— Potongan Teks —
____

Baca berita tanpa iklan. Gabung Kompas.com+

Harga Mi Instan Terancam Naik, Bahan Baku Lokal Bisa Jadi Pilihan Pengganti Gandum

Kompas.com - 28/07/2022, 13:05 WIB
Zintan Prihatini,
Bestari Kumala Dewi

Tim Redaksi

KOMPAS.com - Belum lama ini, Presiden Joko Widodo (Jokowi) mengingatkan kepada seluruh pihak agar mewaspadai pasokan pangan dan energi saat ini. Terlebih untuk komoditas gandum, lantaran Indonesia merupakan importir gandum.

Gandum sendiri merupakan bahan baku pembuatan makanan seperti roti ataupun mi instan.

Maka dari itu, Jokowi mewanti-wanti harga panganan tersebut berpotensi naik imbas konflik Rusia dan Ukraina. Padahal, keduanya merupakan penghasil gandum di pasar global.

“Ini hati-hati, yang suka makan roti, yang suka makan mi (instan), bisa harganya naik. Karena apa? Ada perang di Ukraina," kata Jokowi dikutip dari Antara, Jumat (8/7/2022).

Baca juga: Pentingnya Keragaman Pangan bagi Indonesia, Termasuk Lepas dari Ketergantungan Gandum

Berbeda dengan komoditas seperti minyak goreng, gandum bukan merupakan produk Indonesia, sehingga pemerintah tak bisa mengendalikan kenaikan harganya.

Manager Program Agroekosistem Yayasan Keanekaragaman Hayati Indonesia (Kehati), Renata Puji Sumedi Hanggarawati mengatakan, dengan adanya ancaman kenaikan harga mi instan, bahan baku ini sebenarnya bisa diganti dengan sumber pangan lokal.

"Indonesia 100 persen impor gandum. Gandum itu tidak ditanam di Indonesia, tetapi Indonesia punya sumber-sumber karbohidrat yang bisa digunakan sebagai tepung-tepungan," ujar Renata saat dihubungi Kompas.com, Selasa (26/7/2022).

Sumber bahan pangan itu, misalnya, tepung dari umbi-umbian, singkong, sorgum, ataupun jenis serelia lainnya.

"Kalau ngomongin gandum itu kan tepungnya, tepung yang sekarang itu diimpor 100 persen. Ketergantungan Indonesia sangat tinggi. Orang Indonesia kalau enggak makan gandum kayaknya enggak oke, lalu harga murah karena ada subsidi," imbuhnya.

____

— Tujuan Tugas —
Tuliskan ulang tanpa perubahan bagian artikel tentang ancaman kenaikan harga mi instan, yaitu rentang dari "Manager Program Agroekosistem" sampai dengan "sumber pangan lokal.".

Baris dari sebuah dataset:
____

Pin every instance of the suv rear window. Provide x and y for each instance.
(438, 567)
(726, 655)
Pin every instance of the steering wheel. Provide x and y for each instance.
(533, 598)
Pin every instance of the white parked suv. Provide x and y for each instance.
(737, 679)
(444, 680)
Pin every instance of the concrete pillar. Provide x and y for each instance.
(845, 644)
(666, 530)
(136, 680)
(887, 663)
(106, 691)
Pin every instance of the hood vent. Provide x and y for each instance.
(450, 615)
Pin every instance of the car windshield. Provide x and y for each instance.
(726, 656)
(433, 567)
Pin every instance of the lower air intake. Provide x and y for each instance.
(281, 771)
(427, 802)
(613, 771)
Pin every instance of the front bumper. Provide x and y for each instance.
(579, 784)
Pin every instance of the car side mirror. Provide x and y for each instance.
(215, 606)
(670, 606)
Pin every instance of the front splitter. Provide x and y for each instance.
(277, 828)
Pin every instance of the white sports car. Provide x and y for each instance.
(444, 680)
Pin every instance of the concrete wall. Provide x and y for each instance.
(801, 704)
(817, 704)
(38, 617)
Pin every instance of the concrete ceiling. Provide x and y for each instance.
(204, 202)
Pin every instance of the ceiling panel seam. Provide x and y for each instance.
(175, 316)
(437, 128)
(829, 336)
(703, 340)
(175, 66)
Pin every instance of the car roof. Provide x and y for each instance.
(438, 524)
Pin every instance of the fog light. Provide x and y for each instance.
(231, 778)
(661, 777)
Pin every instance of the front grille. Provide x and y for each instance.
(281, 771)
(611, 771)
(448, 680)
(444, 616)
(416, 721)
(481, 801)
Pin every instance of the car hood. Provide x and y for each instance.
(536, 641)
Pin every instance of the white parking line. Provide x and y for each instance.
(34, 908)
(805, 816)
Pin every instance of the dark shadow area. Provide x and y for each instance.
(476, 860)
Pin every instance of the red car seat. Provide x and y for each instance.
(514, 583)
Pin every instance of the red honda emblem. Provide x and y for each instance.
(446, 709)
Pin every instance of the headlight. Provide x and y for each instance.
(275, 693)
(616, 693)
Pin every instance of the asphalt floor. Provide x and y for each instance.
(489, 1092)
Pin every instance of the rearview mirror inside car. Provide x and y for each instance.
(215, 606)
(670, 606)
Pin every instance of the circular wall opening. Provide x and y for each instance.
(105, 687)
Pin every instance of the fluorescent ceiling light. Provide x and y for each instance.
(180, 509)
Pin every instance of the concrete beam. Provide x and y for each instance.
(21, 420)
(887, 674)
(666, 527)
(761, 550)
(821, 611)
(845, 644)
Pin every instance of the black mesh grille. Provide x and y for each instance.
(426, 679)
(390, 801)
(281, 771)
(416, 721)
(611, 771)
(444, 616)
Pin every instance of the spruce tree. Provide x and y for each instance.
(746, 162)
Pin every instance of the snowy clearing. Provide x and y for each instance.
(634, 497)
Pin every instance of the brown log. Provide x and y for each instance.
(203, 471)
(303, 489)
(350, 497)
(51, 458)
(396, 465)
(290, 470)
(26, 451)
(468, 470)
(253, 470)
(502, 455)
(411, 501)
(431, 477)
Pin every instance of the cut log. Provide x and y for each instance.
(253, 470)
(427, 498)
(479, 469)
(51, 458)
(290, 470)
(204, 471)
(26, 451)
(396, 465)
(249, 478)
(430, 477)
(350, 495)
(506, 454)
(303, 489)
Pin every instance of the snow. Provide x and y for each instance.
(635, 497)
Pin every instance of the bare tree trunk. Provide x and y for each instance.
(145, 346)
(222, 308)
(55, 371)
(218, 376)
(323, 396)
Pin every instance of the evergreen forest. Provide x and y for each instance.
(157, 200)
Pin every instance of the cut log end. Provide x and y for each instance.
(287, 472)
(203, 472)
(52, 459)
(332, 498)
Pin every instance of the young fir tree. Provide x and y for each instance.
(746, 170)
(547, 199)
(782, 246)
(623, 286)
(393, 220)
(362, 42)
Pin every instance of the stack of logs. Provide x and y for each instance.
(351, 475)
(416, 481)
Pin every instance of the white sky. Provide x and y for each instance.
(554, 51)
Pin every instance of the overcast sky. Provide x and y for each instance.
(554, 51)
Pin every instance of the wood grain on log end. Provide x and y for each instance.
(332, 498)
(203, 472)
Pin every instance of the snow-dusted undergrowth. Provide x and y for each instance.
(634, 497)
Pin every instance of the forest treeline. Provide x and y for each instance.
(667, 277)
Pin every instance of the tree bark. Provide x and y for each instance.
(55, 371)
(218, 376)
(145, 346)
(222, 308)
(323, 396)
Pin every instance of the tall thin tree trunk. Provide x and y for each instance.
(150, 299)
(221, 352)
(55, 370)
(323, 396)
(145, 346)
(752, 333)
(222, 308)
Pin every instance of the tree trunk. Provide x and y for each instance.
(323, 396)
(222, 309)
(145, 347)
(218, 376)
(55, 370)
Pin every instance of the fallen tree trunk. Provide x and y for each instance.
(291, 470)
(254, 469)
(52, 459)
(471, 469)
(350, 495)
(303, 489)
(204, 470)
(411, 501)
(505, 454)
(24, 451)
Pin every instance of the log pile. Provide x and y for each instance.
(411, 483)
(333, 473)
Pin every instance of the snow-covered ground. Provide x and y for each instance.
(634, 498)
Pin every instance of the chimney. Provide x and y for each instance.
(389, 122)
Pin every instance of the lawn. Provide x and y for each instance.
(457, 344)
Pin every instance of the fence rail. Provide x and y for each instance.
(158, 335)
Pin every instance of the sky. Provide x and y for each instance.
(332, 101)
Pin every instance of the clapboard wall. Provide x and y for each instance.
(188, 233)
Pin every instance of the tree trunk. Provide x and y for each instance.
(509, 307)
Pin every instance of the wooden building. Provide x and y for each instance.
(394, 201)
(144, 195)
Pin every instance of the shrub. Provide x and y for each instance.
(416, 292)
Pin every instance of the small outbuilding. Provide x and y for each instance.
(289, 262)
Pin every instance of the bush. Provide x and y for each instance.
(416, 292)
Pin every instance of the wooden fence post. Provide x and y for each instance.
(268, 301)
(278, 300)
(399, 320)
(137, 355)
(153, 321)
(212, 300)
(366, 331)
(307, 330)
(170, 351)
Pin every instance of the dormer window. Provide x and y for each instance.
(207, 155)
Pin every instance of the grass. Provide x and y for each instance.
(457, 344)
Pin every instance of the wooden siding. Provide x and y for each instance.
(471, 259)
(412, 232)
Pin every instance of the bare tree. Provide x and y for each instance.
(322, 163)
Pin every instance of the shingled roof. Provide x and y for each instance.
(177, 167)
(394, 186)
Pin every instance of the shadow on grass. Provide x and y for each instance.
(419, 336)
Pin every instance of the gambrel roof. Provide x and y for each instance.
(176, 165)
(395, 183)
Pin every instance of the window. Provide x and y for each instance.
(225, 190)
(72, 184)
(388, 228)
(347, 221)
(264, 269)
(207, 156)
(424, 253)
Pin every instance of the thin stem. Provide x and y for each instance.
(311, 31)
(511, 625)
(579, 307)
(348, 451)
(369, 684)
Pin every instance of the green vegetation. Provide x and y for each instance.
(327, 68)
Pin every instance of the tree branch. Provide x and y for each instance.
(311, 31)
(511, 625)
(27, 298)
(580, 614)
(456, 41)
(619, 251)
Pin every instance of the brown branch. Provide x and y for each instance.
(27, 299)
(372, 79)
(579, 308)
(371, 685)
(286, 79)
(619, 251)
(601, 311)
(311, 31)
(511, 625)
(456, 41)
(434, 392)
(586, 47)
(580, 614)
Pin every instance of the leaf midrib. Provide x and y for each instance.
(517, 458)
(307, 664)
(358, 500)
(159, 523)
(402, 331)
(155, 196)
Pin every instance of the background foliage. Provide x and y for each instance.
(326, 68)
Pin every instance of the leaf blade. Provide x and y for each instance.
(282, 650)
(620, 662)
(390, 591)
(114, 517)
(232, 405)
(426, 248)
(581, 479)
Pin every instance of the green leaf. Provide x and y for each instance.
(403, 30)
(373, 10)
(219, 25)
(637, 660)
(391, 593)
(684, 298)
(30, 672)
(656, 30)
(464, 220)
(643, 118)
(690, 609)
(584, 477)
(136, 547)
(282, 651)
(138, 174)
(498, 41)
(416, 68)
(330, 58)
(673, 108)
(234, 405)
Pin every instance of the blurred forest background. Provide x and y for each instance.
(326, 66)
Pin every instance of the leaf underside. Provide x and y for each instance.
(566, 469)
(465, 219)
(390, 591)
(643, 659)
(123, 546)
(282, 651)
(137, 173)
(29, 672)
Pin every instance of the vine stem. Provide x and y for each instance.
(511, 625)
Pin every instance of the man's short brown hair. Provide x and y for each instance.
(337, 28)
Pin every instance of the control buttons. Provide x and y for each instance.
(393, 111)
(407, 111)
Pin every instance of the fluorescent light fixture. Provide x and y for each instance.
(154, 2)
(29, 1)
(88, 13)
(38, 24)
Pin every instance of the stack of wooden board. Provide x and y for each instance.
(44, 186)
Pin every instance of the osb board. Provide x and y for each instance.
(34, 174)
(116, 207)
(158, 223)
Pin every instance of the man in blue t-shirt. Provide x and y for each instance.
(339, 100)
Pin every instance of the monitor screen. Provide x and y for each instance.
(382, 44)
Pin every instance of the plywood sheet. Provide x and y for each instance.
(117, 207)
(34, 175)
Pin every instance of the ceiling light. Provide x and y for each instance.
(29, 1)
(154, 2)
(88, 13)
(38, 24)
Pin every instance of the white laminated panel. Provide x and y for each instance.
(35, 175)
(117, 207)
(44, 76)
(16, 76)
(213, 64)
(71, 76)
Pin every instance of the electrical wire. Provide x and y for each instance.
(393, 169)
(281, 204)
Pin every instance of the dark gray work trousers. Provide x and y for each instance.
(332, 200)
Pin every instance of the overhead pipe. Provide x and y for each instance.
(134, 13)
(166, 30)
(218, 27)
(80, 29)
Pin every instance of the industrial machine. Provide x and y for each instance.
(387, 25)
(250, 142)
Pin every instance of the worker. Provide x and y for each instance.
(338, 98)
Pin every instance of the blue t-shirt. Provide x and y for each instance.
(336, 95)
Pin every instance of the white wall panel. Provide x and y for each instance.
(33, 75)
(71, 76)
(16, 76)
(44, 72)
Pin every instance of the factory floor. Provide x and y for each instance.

____

— Jawaban Tugas —
Manager Program Agroekosistem Yayasan Keanekaragaman Hayati Indonesia (Kehati), Renata Puji Sumedi Hanggarawati mengatakan, dengan adanya ancaman kenaikan harga mi instan, bahan baku ini sebenarnya bisa diganti dengan sumber pangan lokal.